Complete the following:
A. Duplicate everything in the court excerpt from "44. This Court" down to "intend to do.".
B. Answer the following from the court excerpt:
(i) In what language are mediated settlement agreements in Delhi drafted?
(ii) What do the majority of litigants before the Court speak as their first language?
(iii) To what should a mediator remain attentive and alert regarding the parties?
C. Rewrite the paragraph of the court excerpt beginning "This Court also remains conscious" as a brief list that keeps its main facts.

43. There is an urgent need to ensure that the agreement drafted to settle the issues to bring an end to a future or pending lis does not itself become a matter of dispute giving rise to another lis between the parties. The common understanding of the parties on essential conditions for enforceability of an agreement is crucial in a mediated settlement agreement and expressing intentions and commitments to the agreement through clear and concise language is critical for its effective enforcement. But a mediator should bear in mind that the level of understanding of the parties concerned may vary according to their social backgrounds, and thus, the mediator should remain attentive and alert to the circumstances, capacity, and linguistic abilities of the parties involved, considering their backgrounds and language proficiency. Since mediated settlement agreements are usually drafted in English, it is important to carefully draft and ensure that the parties concerned comprehend the agreement in vernacular language as this can significantly impact its effectiveness and execution.

44. This Court also remains conscious of the fact that the majority of litigants who approach this Court and the Courts below speak Hindi as their first language. Given that Hindi is their mother tongue, they are far more adept at speaking and understanding it than they are at other languages such as English. However, the mediated settlement agreements in Delhi are drafted only in English. In such a scenario, the Settlement Agreement and the conditions thereof may not always be adequately clear to the parties and at times, the translation from English to Hindi may not convey exactly what the parties intend to do.

Record excerpts:
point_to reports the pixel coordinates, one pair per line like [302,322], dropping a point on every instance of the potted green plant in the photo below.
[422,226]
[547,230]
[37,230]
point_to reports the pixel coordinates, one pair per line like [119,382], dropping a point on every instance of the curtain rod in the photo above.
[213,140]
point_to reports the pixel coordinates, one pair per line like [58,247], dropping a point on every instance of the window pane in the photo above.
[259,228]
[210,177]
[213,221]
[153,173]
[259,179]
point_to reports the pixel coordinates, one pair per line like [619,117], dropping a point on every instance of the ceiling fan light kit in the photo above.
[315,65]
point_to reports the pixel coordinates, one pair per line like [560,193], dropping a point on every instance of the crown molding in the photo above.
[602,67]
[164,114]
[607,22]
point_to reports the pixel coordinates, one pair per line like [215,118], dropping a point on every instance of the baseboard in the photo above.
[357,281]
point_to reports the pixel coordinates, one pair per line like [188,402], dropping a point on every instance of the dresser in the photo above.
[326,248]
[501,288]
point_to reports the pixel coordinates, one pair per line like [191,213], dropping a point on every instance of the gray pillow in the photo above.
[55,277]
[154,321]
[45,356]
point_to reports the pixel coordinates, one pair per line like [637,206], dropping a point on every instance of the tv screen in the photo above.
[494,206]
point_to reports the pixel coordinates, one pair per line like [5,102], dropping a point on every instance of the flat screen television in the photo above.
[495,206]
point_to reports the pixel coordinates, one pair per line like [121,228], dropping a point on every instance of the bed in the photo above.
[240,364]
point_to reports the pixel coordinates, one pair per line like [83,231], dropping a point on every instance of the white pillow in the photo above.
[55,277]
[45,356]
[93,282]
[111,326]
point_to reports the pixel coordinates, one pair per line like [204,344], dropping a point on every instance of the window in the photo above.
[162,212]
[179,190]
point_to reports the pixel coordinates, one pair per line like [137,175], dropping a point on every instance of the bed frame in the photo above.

Problem solutions:
A.
44. This Court also remains conscious of the fact that the majority of litigants who approach this Court and the Courts below speak Hindi as their first language. Given that Hindi is their mother tongue, they are far more adept at speaking and understanding it than they are at other languages such as English. However, the mediated settlement agreements in Delhi are drafted only in English. In such a scenario, the Settlement Agreement and the conditions thereof may not always be adequately clear to the parties and at times, the translation from English to Hindi may not convey exactly what the parties intend to do.

B.
(i) Only in English.
(ii) Hindi.
(iii) The circumstances, capacity, and linguistic abilities of the parties involved, considering their backgrounds and language proficiency.

C.
- Most litigants before this Court and the Courts below speak Hindi as their first language.
- They speak and understand Hindi far better than other languages such as English.
- Mediated settlement agreements in Delhi are drafted only in English.
- As a result, the Settlement Agreement and its conditions may not always be adequately clear to the parties.
- Translation from English to Hindi may not convey exactly what the parties intend to do.